» **Source document**:

Item response theory Nonparametric estimation Smoothness constraint Optimization EM algorithm Latent class

1 Introduction

Item response theory (IRT) is a family of statistical measurement methods for educational and psychological tests. In IRT models, the characteristics of each test item are examined based on the item characteristic curve (ICC), which expresses the probability of a correct answer as a function of the latent abilities of the examinees. Indeed, many testing companies use IRT models for the design, analysis, and scoring of tests.

» **Work to complete**:
a. List the uses that testing companies have for IRT models, according to the item response theory passage.
b. Answer these questions from the item response theory passage:
(i) What kind of tests are IRT methods described as measuring?
(ii) What does the item characteristic curve express?
(iii) What is the title of section 1?
c. From the item response theory passage, extract the part that opens with the words containing "1 Introduction" and closes with "scoring of tests.".

[Source records]
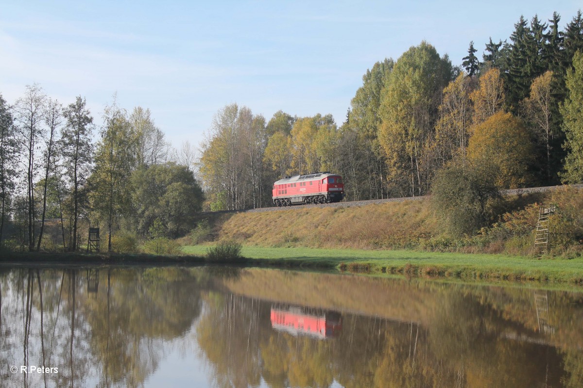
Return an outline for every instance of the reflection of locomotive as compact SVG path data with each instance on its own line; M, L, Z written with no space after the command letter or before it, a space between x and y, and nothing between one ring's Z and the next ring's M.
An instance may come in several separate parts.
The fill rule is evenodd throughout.
M342 177L328 172L294 175L273 183L272 194L277 206L339 202L344 198L344 183Z
M325 339L336 337L342 328L339 312L287 305L271 307L271 326L294 336Z

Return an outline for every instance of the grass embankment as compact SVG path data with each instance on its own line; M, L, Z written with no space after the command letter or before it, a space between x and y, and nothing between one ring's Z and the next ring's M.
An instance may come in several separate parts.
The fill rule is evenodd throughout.
M534 245L539 204L557 204L550 254ZM210 220L215 240L273 265L468 279L583 281L583 190L506 198L498 219L473 236L443 233L429 200L349 208L238 213ZM204 254L206 247L185 247ZM261 265L266 265L266 263Z
M208 246L185 247L201 255ZM371 274L433 277L535 280L581 284L583 258L538 259L531 257L415 251L244 247L249 264L261 266L336 268Z

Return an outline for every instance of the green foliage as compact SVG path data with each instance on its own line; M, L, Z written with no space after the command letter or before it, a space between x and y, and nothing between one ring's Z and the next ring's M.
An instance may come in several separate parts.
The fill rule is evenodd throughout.
M433 181L431 205L443 228L454 236L474 233L491 220L500 199L493 166L450 165Z
M182 252L175 240L167 237L149 240L144 243L142 249L144 252L154 255L179 255Z
M166 237L166 227L159 219L154 220L148 229L148 240L143 249L146 253L154 255L178 255L181 250L178 243Z
M560 176L564 183L579 183L583 181L583 52L573 57L573 69L567 72L566 84L569 97L560 111L567 135L564 147L568 154L565 171Z
M208 219L199 221L190 232L190 238L192 244L196 245L209 241L211 238L211 231Z
M387 158L388 179L406 189L403 195L425 194L425 163L437 120L440 98L452 74L447 56L427 42L411 47L395 63L383 90L378 139Z
M104 121L91 176L90 199L111 234L114 223L131 213L130 178L136 166L136 144L131 124L115 101L106 108Z
M220 212L223 210L227 210L227 193L224 191L220 191L219 193L211 193L211 195L214 197L214 201L211 200L210 202L210 211L212 212ZM211 198L209 198L211 200Z
M474 48L473 41L472 41L470 42L470 47L468 48L468 56L462 58L463 61L462 62L462 66L468 72L468 75L470 77L473 77L476 74L480 68L480 60L475 55L477 51L477 50Z
M139 233L145 234L156 219L172 237L192 229L203 194L188 167L173 162L142 166L134 172L132 181Z
M136 253L138 237L128 232L120 232L111 237L111 250L117 253Z
M265 130L269 137L273 136L277 132L289 135L295 122L295 118L283 111L278 111L273 113L273 117L271 118L269 122L267 123Z
M240 262L244 261L241 255L243 245L233 241L224 241L206 250L206 258L212 261Z
M498 112L473 127L468 159L475 165L491 164L491 173L501 188L532 183L528 170L534 149L531 133L521 120Z

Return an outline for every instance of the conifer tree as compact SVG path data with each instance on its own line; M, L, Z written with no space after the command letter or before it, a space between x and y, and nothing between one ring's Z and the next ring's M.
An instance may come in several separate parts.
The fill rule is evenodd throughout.
M491 42L492 40L490 39L490 41ZM473 47L473 41L472 41L470 42L470 47L468 48L468 56L462 58L463 60L463 62L462 62L462 66L468 72L468 75L470 77L473 77L477 73L480 68L480 61L475 55L476 51L477 50Z
M500 67L500 47L502 47L502 41L498 43L492 41L492 37L490 37L490 42L486 44L486 51L489 53L484 53L482 55L482 59L484 62L489 62L491 66L495 67Z
M571 66L573 56L578 50L583 51L583 16L580 9L576 16L565 27L564 49L566 67Z
M507 102L515 110L518 102L528 94L531 86L529 72L529 39L530 30L526 20L521 16L514 24L514 31L510 35L512 41L508 56L508 69L504 76Z
M553 13L553 19L549 20L549 31L545 34L545 43L543 50L544 67L556 75L562 78L565 72L564 52L563 49L564 38L559 31L559 22L561 16L557 12Z
M568 97L561 105L563 130L567 135L564 147L568 154L565 171L561 174L564 183L583 181L583 53L573 56L573 69L567 70L566 80Z
M65 168L71 185L73 201L72 236L69 250L77 250L78 222L86 200L83 188L93 162L91 144L93 118L86 107L85 98L77 97L63 112L66 123L61 132L61 147Z

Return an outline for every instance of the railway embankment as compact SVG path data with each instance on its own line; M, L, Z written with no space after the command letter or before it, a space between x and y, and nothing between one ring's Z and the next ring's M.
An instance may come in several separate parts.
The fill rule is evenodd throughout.
M233 240L248 249L256 247L266 251L328 250L329 258L335 254L345 259L337 261L336 266L339 268L343 264L345 269L354 271L513 279L560 278L575 282L583 278L580 276L583 270L567 265L574 264L577 260L569 259L580 258L583 252L583 190L580 187L536 188L503 194L505 200L493 223L472 235L457 237L444 232L428 197L297 206L276 211L256 209L215 215L209 220L213 241ZM534 243L535 230L539 207L548 204L556 204L559 211L550 223L548 251L541 252ZM421 258L381 262L378 260L387 254L370 259L366 255L345 254L349 251L397 250L419 252ZM273 254L281 254L279 252ZM441 262L426 254L432 252L491 254L502 261L475 258L466 260L466 264L461 261ZM262 254L247 255L259 258ZM292 256L308 261L305 255ZM398 258L388 256L391 259ZM523 258L526 261L508 265L510 262L505 262L504 258L508 257ZM544 266L534 271L528 268L536 267L533 261L540 259L565 261L563 264L555 262L553 270L556 273L549 277ZM560 273L563 266L570 268L568 273Z

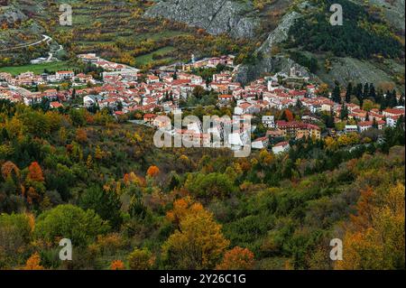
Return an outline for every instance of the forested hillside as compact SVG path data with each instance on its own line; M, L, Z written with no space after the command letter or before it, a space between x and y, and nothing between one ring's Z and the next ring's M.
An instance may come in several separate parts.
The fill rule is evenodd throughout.
M0 268L404 269L402 119L247 159L120 122L0 103Z

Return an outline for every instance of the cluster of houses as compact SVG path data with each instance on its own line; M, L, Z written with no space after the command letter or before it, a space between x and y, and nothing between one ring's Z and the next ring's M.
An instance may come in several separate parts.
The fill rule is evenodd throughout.
M41 102L44 98L51 101L51 107L59 108L63 102L70 100L73 97L83 98L83 107L100 108L107 107L115 111L116 116L132 112L142 112L145 124L161 127L164 119L159 115L175 114L180 111L180 99L187 99L196 88L218 93L218 107L232 107L234 114L244 118L254 116L264 110L283 110L300 105L306 107L310 115L303 116L301 121L275 121L273 116L264 116L262 124L267 128L266 135L254 139L252 147L256 149L267 148L270 141L276 143L272 150L275 153L289 150L289 139L321 138L321 129L313 125L314 116L318 112L331 112L336 121L340 121L342 105L335 103L328 98L317 96L317 86L307 85L300 88L286 88L280 84L281 75L259 79L247 86L235 82L234 56L222 56L218 58L204 59L196 61L194 58L189 64L183 64L181 70L176 67L165 67L152 70L142 75L140 70L124 64L107 61L96 54L82 54L78 56L87 63L92 63L103 69L103 81L96 81L92 76L83 73L75 74L74 71L58 71L54 75L35 75L32 72L22 73L13 77L8 73L0 73L0 98L6 98L13 102L23 102L32 105ZM226 69L218 74L213 75L212 81L207 83L200 76L190 71L201 68L213 68L224 65ZM292 70L286 78L299 79ZM282 78L283 78L282 77ZM31 92L26 87L34 85L48 85L54 82L70 81L73 83L92 83L85 88L59 90L56 88L45 91ZM346 133L362 133L372 127L383 129L384 126L394 126L397 120L405 115L404 107L394 107L383 112L378 109L364 111L355 104L346 104L348 110L348 118L356 120L356 125L346 126ZM235 120L232 120L235 121ZM239 121L239 120L236 120ZM235 124L235 123L232 123ZM228 139L233 145L245 145L251 141L246 128L240 123L239 132L226 136L224 123L218 123L209 131L217 135L223 141ZM251 131L252 132L252 131ZM202 142L209 139L204 135L198 125L189 126L187 129L175 129L171 133L179 134L182 138L198 138ZM272 141L273 140L273 141Z
M183 72L190 72L200 69L217 68L218 65L235 69L235 56L234 55L224 55L196 60L195 56L192 55L189 63L174 63L161 67L160 70L164 71L176 71L180 69Z

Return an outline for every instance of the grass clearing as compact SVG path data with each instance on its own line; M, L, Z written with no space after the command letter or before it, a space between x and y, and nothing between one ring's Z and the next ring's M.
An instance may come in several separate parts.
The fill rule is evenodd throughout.
M42 74L46 69L49 71L59 71L65 70L73 70L76 67L68 63L68 61L55 61L51 63L30 64L18 67L2 67L0 72L7 72L14 76L23 72L33 72L34 74Z

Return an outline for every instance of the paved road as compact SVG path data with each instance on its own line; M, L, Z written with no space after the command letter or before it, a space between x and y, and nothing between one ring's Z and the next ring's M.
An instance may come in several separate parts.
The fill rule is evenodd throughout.
M43 39L37 41L33 43L29 43L29 44L22 44L22 45L17 45L12 48L6 48L6 49L0 49L0 51L11 51L11 50L15 50L15 49L20 49L20 48L26 48L26 47L30 47L30 46L35 46L35 45L39 45L44 42L46 42L47 43L49 43L52 38L51 38L50 36L47 35L42 35Z

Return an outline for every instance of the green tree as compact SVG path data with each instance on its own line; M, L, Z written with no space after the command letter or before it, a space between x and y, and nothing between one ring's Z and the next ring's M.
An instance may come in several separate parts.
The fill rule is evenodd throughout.
M87 246L97 235L109 230L108 224L93 210L67 204L60 205L42 212L38 217L34 236L37 238L54 243L60 238L69 238L76 246Z

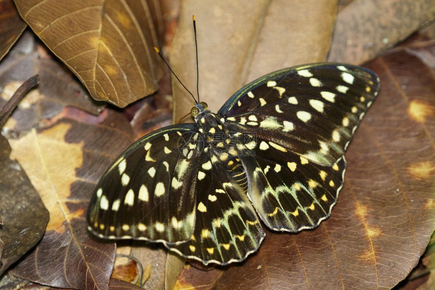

» **Response list**:
a.
Design of tests
Analysis of tests
Scoring of tests

b.
(i) Educational and psychological tests.
(ii) The probability of a correct answer as a function of the examinees' latent abilities.
(iii) Introduction.

c.
1 Introduction

Item response theory (IRT) is a family of statistical measurement methods for educational and psychological tests. In IRT models, the characteristics of each test item are examined based on the item characteristic curve (ICC), which expresses the probability of a correct answer as a function of the latent abilities of the examinees. Indeed, many testing companies use IRT models for the design, analysis, and scoring of tests.